_Work required_
In the copy, keep every record exact and leave out all images.

_Materials provided_
▼

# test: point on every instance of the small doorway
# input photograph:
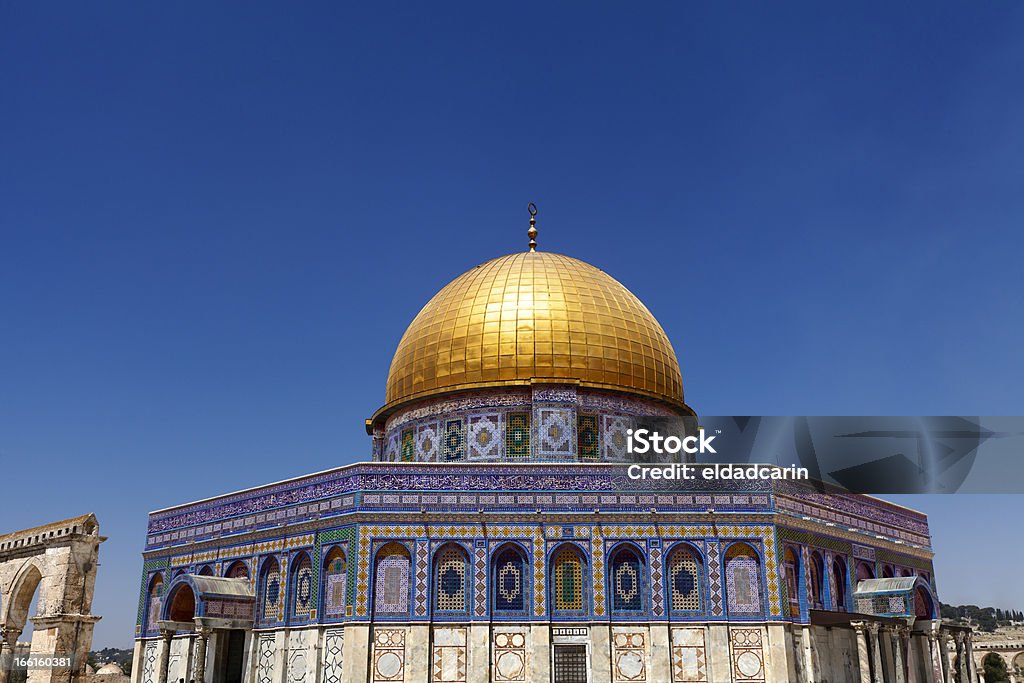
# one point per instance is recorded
(569, 664)
(235, 649)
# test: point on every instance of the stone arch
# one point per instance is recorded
(269, 593)
(511, 580)
(627, 584)
(335, 583)
(568, 578)
(816, 585)
(22, 592)
(300, 589)
(840, 572)
(924, 602)
(742, 580)
(684, 586)
(180, 602)
(794, 569)
(451, 580)
(55, 565)
(237, 569)
(154, 601)
(391, 580)
(864, 570)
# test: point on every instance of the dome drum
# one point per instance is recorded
(545, 422)
(527, 355)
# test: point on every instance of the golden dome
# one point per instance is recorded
(530, 316)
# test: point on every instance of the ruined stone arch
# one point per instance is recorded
(57, 561)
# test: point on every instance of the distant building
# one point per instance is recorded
(493, 539)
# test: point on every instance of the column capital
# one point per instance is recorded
(8, 635)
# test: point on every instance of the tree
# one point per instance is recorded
(986, 622)
(995, 669)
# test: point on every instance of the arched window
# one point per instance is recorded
(303, 597)
(815, 586)
(567, 580)
(684, 580)
(182, 605)
(156, 594)
(335, 583)
(237, 569)
(792, 563)
(391, 580)
(839, 583)
(269, 592)
(509, 580)
(451, 574)
(742, 580)
(923, 605)
(626, 583)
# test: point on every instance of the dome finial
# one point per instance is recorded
(532, 226)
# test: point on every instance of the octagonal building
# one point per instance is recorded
(493, 537)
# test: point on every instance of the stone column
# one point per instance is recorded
(863, 664)
(165, 654)
(947, 654)
(899, 658)
(872, 629)
(965, 675)
(8, 638)
(935, 656)
(972, 667)
(204, 636)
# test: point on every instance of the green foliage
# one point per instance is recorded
(995, 669)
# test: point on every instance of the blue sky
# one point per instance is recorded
(217, 218)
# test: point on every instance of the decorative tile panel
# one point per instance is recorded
(510, 655)
(555, 432)
(747, 654)
(389, 655)
(454, 447)
(334, 647)
(450, 659)
(689, 658)
(483, 436)
(629, 657)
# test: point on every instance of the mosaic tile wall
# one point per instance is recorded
(556, 424)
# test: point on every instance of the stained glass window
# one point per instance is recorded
(792, 581)
(270, 591)
(303, 596)
(742, 580)
(816, 586)
(509, 581)
(391, 581)
(627, 580)
(684, 586)
(839, 583)
(335, 583)
(156, 595)
(567, 572)
(238, 569)
(450, 580)
(588, 437)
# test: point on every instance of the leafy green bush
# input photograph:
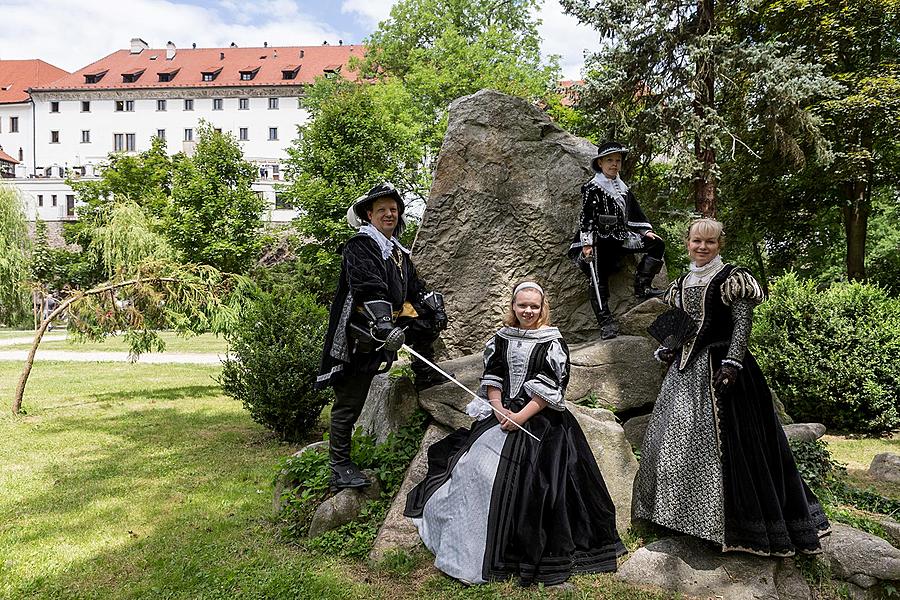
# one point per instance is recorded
(832, 355)
(389, 460)
(273, 361)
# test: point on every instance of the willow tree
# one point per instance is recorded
(15, 246)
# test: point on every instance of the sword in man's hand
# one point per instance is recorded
(471, 393)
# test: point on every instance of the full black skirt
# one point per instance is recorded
(550, 514)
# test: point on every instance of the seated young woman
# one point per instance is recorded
(496, 503)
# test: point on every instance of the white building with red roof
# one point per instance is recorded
(122, 101)
(16, 115)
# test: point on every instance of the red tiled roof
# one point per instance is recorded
(16, 76)
(192, 62)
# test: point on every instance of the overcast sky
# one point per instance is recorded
(71, 34)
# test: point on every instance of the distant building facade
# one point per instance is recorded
(122, 101)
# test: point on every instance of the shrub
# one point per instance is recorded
(833, 355)
(273, 361)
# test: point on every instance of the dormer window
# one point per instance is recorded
(211, 73)
(95, 76)
(132, 76)
(169, 75)
(290, 72)
(248, 73)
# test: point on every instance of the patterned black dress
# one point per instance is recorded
(495, 504)
(720, 468)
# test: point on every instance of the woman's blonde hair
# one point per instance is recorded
(707, 227)
(510, 319)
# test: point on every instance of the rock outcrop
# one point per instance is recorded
(397, 531)
(886, 467)
(503, 207)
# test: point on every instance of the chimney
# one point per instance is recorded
(138, 45)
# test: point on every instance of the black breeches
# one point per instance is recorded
(352, 388)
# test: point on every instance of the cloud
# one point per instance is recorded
(72, 35)
(564, 35)
(370, 12)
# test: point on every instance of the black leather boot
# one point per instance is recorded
(643, 278)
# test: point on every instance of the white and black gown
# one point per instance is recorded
(719, 467)
(495, 504)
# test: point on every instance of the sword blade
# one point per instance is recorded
(461, 385)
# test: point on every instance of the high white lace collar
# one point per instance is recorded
(614, 187)
(386, 245)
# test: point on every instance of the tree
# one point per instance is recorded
(15, 249)
(213, 216)
(443, 49)
(681, 80)
(858, 44)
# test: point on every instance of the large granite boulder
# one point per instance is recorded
(503, 207)
(343, 507)
(698, 569)
(389, 405)
(620, 374)
(804, 432)
(398, 531)
(861, 559)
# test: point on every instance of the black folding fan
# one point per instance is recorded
(673, 329)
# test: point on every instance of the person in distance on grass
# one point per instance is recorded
(715, 462)
(380, 303)
(496, 503)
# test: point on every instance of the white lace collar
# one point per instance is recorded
(386, 245)
(703, 274)
(614, 187)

▲

_Result of this exercise_
# test: point on every instance of the small doorway
# input photograph:
# one point per instance is recorded
(569, 664)
(235, 649)
# test: point on every instance of the stone arch
# one point per instance is recorded
(269, 593)
(511, 580)
(627, 584)
(335, 583)
(568, 578)
(816, 585)
(22, 592)
(300, 589)
(840, 572)
(924, 602)
(742, 580)
(684, 586)
(180, 602)
(794, 569)
(451, 580)
(55, 565)
(237, 569)
(154, 601)
(391, 580)
(864, 570)
# test: point on every instance of the dome drum
# one point per instance is recorded
(545, 422)
(527, 355)
# test: point on every instance of the golden dome
# one point per instance is recorded
(530, 316)
# test: point on every instance of the ruined stone arch
# one point per instance is recorded
(57, 561)
# test: point on every instance of the distant building
# one point per instance is recorded
(493, 539)
# test: point on every instance of the column capital
# one point per instance is recorded
(8, 635)
# test: point on every instance of the tree
# one point per instance is recorded
(986, 622)
(995, 669)
# test: point on every instance of the arched window
# one point per instance is recorded
(303, 597)
(815, 586)
(567, 580)
(684, 580)
(182, 605)
(156, 594)
(335, 583)
(237, 569)
(792, 563)
(391, 580)
(839, 583)
(269, 592)
(509, 580)
(451, 574)
(742, 580)
(923, 605)
(626, 583)
# test: point on every instance of the dome finial
# one point per instance is recorded
(532, 226)
# test: point on every instance of the octagonal building
# one point per instance is recorded
(493, 537)
# test: point on every instance of the stone column
# one point per instance is recorded
(863, 664)
(165, 654)
(947, 654)
(899, 658)
(872, 629)
(965, 675)
(8, 638)
(935, 656)
(972, 667)
(204, 636)
# test: point on every instance of the green foliage
# one point per instance is recorded
(995, 669)
# test: point on every instance of the blue sky
# one point per instance is recorded
(217, 218)
# test: point on every instance of the decorative tile panel
# one point per instance is recorded
(510, 655)
(555, 432)
(747, 654)
(389, 655)
(454, 447)
(334, 647)
(450, 659)
(689, 658)
(483, 436)
(629, 657)
# test: point on every instance of the mosaic tile wall
# one point per instance is recorded
(556, 424)
# test: point on every instance of the stained glass window
# one point per instance is recorded
(792, 581)
(270, 591)
(303, 596)
(742, 580)
(816, 586)
(509, 581)
(391, 581)
(627, 580)
(684, 586)
(839, 583)
(335, 583)
(156, 595)
(567, 572)
(238, 569)
(450, 580)
(588, 437)
# test: point on every instance of the leafy green bush
# input photograph:
# one point per instance is recorded
(832, 355)
(389, 460)
(273, 361)
# test: point on every instance of the willow tree
# one point per instance is recorded
(15, 246)
# test: point on every instance of the sword in man's hand
# one point per instance is recorded
(471, 393)
# test: point on every instance of the full black skirt
# one point per instance is recorded
(550, 514)
# test: point on every instance of the seated young woman
# one point per instance is recorded
(496, 503)
# test: point on every instance of the white building with red roof
# one point per instance is recorded
(122, 101)
(16, 115)
# test: point on every instance of the red tiled roof
# one point per instance is recorded
(16, 76)
(192, 62)
# test: point on every instance of the overcast sky
# one point per instance is recorded
(71, 34)
# test: point on every instance of the distant building facade
# one point per instance is recorded
(122, 101)
# test: point on every instance of the shrub
# one point per instance is recorded
(833, 355)
(273, 361)
# test: point on every instance of the dormer window
# one point per instance is recorded
(211, 73)
(95, 76)
(132, 76)
(169, 75)
(290, 72)
(248, 73)
# test: point on every instance of the patterned black dress
# one point per instance is recorded
(495, 504)
(720, 468)
# test: point on every instance of the woman's blonde hair
# one point per instance is recorded
(707, 227)
(510, 319)
# test: point on every instance of the rock outcrop
# one point per instance is recorded
(397, 531)
(886, 467)
(503, 207)
# test: point on every instance of the chimney
# one point per instance is recorded
(138, 45)
# test: point on every instance of the black breeches
# one point per instance is recorded
(352, 388)
# test: point on every instance of the cloud
# one point per instance is recorded
(72, 35)
(564, 35)
(370, 12)
# test: point on every instance of the black leather boot
# one point per instance is recorded
(643, 278)
# test: point on every instance of the white and black gown
# one point per instance is recorded
(719, 467)
(495, 504)
# test: point on every instance of the sword blade
# one point per instance is recorded
(461, 385)
# test: point on every instance of the high white lace collar
# one point per instance is recorded
(614, 187)
(386, 245)
# test: point on every instance of the tree
# one point per instance is recorded
(15, 249)
(213, 216)
(443, 49)
(681, 80)
(858, 44)
# test: point on every instance of the large granite boulder
# one point per instance is recorded
(503, 207)
(343, 507)
(698, 569)
(389, 405)
(620, 374)
(804, 432)
(398, 531)
(861, 559)
# test: point on every instance of the black folding fan
# one point per instance is recorded
(673, 329)
# test: point on every instance of the person in distance on grass
# one point per instance is recorded
(715, 462)
(380, 303)
(496, 503)
# test: point on every instance of the white lace collar
# one point per instance is recorded
(386, 245)
(703, 274)
(614, 187)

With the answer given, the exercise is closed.